• **EXERCISE INSTRUCTIONS**:
Leaving out all images, write out the records that follow exactly.

--- Begin THE RECORDS ---

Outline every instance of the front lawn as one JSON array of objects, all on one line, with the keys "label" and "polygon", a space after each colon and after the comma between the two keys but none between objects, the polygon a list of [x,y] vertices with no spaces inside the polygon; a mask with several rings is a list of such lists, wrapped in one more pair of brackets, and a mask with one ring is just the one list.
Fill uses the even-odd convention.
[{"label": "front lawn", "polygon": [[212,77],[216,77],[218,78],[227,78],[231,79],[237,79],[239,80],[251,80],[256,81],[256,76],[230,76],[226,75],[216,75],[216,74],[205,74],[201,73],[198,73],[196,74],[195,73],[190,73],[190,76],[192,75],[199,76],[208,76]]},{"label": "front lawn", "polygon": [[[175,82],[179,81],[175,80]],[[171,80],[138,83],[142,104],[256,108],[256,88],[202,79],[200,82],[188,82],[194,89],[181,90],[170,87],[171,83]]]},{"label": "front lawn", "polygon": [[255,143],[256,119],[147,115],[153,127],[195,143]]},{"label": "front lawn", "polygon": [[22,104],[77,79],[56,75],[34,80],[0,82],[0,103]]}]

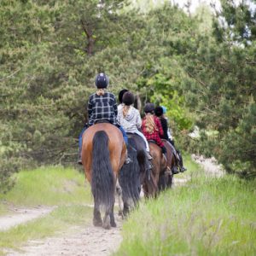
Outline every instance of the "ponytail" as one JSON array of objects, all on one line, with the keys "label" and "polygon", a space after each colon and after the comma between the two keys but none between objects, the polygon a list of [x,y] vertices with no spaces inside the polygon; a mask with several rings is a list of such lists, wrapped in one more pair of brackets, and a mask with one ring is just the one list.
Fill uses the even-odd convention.
[{"label": "ponytail", "polygon": [[154,115],[151,114],[150,113],[148,113],[146,114],[145,127],[146,127],[146,131],[148,132],[149,134],[153,133],[154,131],[158,131],[158,128],[154,120]]}]

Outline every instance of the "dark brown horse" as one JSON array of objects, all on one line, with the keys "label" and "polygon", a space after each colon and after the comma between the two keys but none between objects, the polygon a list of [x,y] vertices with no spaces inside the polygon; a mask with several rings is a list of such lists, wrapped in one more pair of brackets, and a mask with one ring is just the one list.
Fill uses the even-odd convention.
[{"label": "dark brown horse", "polygon": [[162,149],[154,142],[148,141],[150,154],[153,158],[152,171],[150,177],[145,179],[143,184],[144,195],[146,197],[155,197],[159,192],[159,180],[160,177],[163,175],[166,170],[166,160],[162,154]]},{"label": "dark brown horse", "polygon": [[158,187],[160,190],[166,189],[167,188],[171,188],[172,184],[172,168],[176,165],[175,156],[173,154],[173,148],[172,144],[162,139],[162,142],[166,148],[166,160],[167,160],[167,167],[166,171],[160,173],[160,180],[158,183]]},{"label": "dark brown horse", "polygon": [[[84,131],[82,162],[94,197],[93,224],[96,226],[105,229],[116,226],[113,217],[115,184],[126,154],[123,135],[116,126],[99,123]],[[103,222],[100,207],[105,211]]]}]

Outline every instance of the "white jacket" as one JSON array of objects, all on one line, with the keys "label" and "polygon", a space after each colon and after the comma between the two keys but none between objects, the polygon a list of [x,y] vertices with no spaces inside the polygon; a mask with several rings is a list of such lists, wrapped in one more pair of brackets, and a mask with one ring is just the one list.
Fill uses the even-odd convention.
[{"label": "white jacket", "polygon": [[117,121],[126,132],[136,133],[142,126],[142,119],[140,113],[134,107],[130,106],[128,113],[124,118],[124,105],[119,105]]}]

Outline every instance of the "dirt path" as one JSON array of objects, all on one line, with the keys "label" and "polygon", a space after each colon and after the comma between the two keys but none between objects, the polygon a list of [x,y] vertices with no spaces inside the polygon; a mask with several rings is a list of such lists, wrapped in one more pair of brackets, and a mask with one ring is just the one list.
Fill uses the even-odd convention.
[{"label": "dirt path", "polygon": [[[194,160],[202,166],[209,175],[220,177],[224,171],[214,159],[192,155]],[[174,186],[182,185],[187,178],[174,178]],[[93,206],[91,206],[93,207]],[[50,212],[53,208],[38,207],[33,209],[16,209],[16,214],[0,218],[0,230],[9,229],[16,224],[39,218]],[[30,241],[19,252],[9,251],[7,255],[85,255],[106,256],[116,251],[121,243],[122,220],[115,216],[117,228],[110,230],[94,227],[73,227],[71,230],[45,240]]]},{"label": "dirt path", "polygon": [[20,252],[9,252],[7,255],[83,255],[105,256],[117,250],[122,237],[122,220],[115,216],[117,228],[109,230],[92,224],[86,227],[73,227],[72,230],[42,241],[30,241]]},{"label": "dirt path", "polygon": [[30,209],[14,208],[14,213],[0,217],[0,231],[7,230],[20,224],[26,223],[49,213],[55,207],[38,207]]}]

--- End THE RECORDS ---

• **PROBLEM SOLUTION**:
Outline every instance of the front lawn as one JSON array of objects, all on one line, with the keys "label" and "polygon", a space after each colon and after the comma between the two keys but none between objects, the polygon a list of [x,y] vertices with no spaces inside the polygon; a mask with several rings is a list of such lists, wrapped in one more pair of brackets, and a mask with one ring is just the one list.
Fill uses the even-odd convention.
[{"label": "front lawn", "polygon": [[212,77],[216,77],[218,78],[227,78],[231,79],[237,79],[239,80],[251,80],[256,81],[256,76],[230,76],[226,75],[216,75],[216,74],[205,74],[201,73],[198,73],[196,74],[195,73],[190,73],[190,76],[192,75],[199,76],[208,76]]},{"label": "front lawn", "polygon": [[[175,82],[179,81],[175,80]],[[171,80],[138,83],[142,104],[256,108],[256,88],[202,79],[200,82],[188,82],[194,89],[181,90],[170,87],[171,83]]]},{"label": "front lawn", "polygon": [[255,143],[256,119],[147,115],[153,127],[195,143]]},{"label": "front lawn", "polygon": [[22,104],[77,79],[56,75],[34,80],[0,82],[0,103]]}]

Outline every instance of the "ponytail" as one JSON array of objects, all on one line, with the keys "label" and "polygon", a space after each colon and after the comma between the two keys but none between objects, the polygon a list of [x,y] vertices with no spaces inside the polygon; a mask with several rings is a list of such lists, wrapped in one more pair of brackets, and a mask with one ring is just the one list.
Fill uses the even-odd convention.
[{"label": "ponytail", "polygon": [[154,115],[151,114],[150,113],[148,113],[146,114],[145,127],[146,127],[146,131],[148,132],[149,134],[153,133],[154,131],[158,131],[158,128],[154,120]]}]

Outline every instance of the "dark brown horse" as one JSON array of objects, all on one line, with the keys "label" and "polygon", a space after each colon and after the comma between the two keys but none between objects, the polygon a list of [x,y] vertices with no spaces inside the polygon; a mask with several rings is a list of such lists, wrapped in one more pair of brackets, and a mask with one ring is just the one list.
Fill uses the even-odd convention.
[{"label": "dark brown horse", "polygon": [[162,149],[154,142],[148,141],[150,154],[153,158],[152,171],[150,177],[145,179],[143,184],[144,195],[146,197],[155,197],[159,192],[159,180],[160,177],[163,175],[166,170],[166,160],[162,154]]},{"label": "dark brown horse", "polygon": [[158,187],[160,190],[166,189],[167,188],[171,188],[172,184],[172,168],[176,165],[175,156],[173,154],[173,148],[172,144],[162,139],[162,142],[166,148],[166,160],[167,160],[167,167],[166,171],[160,173],[160,180],[158,183]]},{"label": "dark brown horse", "polygon": [[[84,131],[82,162],[94,197],[93,224],[96,226],[105,229],[116,226],[113,217],[115,184],[126,154],[123,135],[116,126],[99,123]],[[103,222],[100,207],[105,211]]]}]

Outline every instance of the "white jacket" as one JSON array of objects, all on one line, with the keys "label" and "polygon", a space after each colon and after the comma between the two keys but none between objects, the polygon a list of [x,y] vertices with no spaces inside the polygon; a mask with several rings is a list of such lists, wrapped in one more pair of brackets, and a mask with one ring is just the one list.
Fill uses the even-odd convention.
[{"label": "white jacket", "polygon": [[117,121],[126,132],[136,133],[142,126],[142,119],[140,113],[134,107],[130,106],[128,113],[124,118],[124,105],[119,105]]}]

Outline every instance of the "dirt path" as one JSON array of objects, all on one line, with the keys "label" and "polygon", a space after each colon and after the comma between the two keys but none between objects, the polygon a list of [x,y] vertices with no spaces inside the polygon; a mask with several rings is a list of such lists, wrapped in one more pair of brackets, and a mask with one ring is just the one list.
Fill uses the even-odd convention.
[{"label": "dirt path", "polygon": [[[194,160],[202,166],[209,175],[220,177],[224,171],[214,159],[192,155]],[[174,186],[182,185],[187,178],[174,178]],[[93,206],[91,206],[93,207]],[[50,212],[53,208],[38,207],[33,209],[16,209],[16,214],[0,218],[0,230],[9,229],[16,224],[39,218]],[[30,241],[19,252],[9,251],[7,255],[85,255],[106,256],[116,251],[121,243],[122,220],[115,216],[117,228],[110,230],[94,227],[73,227],[71,230],[45,240]]]},{"label": "dirt path", "polygon": [[20,252],[9,252],[7,255],[83,255],[105,256],[117,250],[122,237],[122,220],[115,216],[117,228],[109,230],[92,224],[86,227],[73,227],[72,230],[42,241],[30,241]]},{"label": "dirt path", "polygon": [[30,209],[14,208],[14,213],[0,217],[0,231],[7,230],[20,224],[26,223],[49,213],[55,207],[38,207]]}]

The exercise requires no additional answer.